• **Assignment**
Report each line of the entries that includes "this" by copying it.

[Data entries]
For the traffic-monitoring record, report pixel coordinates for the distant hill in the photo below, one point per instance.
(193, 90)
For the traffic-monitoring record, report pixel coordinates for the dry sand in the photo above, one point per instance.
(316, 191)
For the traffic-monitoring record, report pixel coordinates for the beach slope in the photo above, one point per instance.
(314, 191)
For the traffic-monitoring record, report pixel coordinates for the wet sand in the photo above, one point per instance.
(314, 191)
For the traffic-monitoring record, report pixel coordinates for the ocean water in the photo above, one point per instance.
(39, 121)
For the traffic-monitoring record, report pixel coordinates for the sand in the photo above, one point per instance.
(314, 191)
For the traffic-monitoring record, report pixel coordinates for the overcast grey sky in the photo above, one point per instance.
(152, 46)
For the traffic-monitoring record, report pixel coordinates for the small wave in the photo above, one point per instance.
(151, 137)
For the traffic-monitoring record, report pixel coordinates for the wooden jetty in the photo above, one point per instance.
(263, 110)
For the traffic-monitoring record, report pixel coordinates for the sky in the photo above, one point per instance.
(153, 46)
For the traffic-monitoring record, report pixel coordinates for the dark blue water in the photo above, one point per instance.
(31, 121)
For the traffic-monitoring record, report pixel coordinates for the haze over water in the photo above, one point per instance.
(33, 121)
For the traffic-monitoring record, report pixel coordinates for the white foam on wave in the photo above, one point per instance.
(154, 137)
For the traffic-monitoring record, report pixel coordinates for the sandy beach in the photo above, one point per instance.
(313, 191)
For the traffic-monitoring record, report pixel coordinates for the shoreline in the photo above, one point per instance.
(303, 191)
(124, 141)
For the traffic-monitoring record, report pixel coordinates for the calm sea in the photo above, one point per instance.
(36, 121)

---

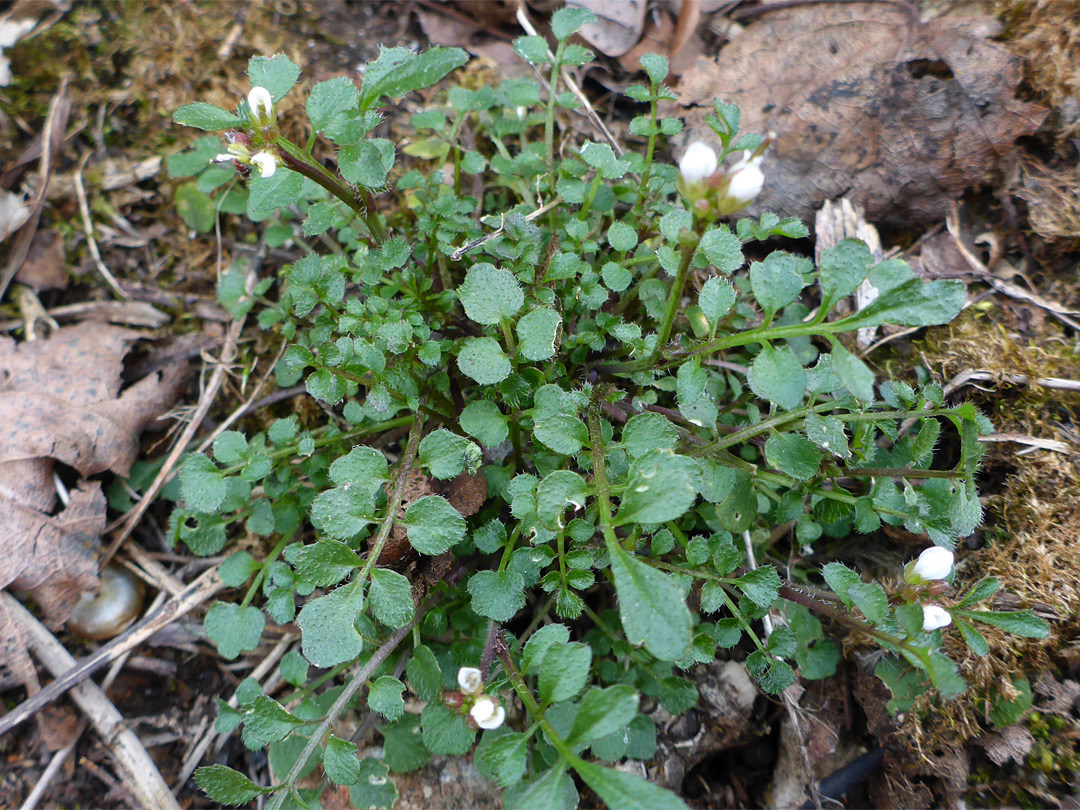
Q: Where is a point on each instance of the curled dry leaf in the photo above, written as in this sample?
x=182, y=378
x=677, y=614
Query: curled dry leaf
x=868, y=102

* * *

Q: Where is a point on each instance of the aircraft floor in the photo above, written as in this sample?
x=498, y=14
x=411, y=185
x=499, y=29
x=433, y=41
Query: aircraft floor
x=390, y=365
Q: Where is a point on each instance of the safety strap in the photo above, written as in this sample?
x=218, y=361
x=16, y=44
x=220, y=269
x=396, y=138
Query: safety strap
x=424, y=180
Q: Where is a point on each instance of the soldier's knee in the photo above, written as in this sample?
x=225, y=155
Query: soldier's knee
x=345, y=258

• **Finished task**
Q: Where is a point on each instance of the curled dry leaf in the photo above, written as in this sample?
Q: Where is a point on each instance of the aircraft floor in the photo above, written as in this sample?
Q: Where is a point on each instance of the safety strap in the photo above, written as in this sample?
Q: Where is a point on each instance of the soldier's knee in the photo above, written as in this sample?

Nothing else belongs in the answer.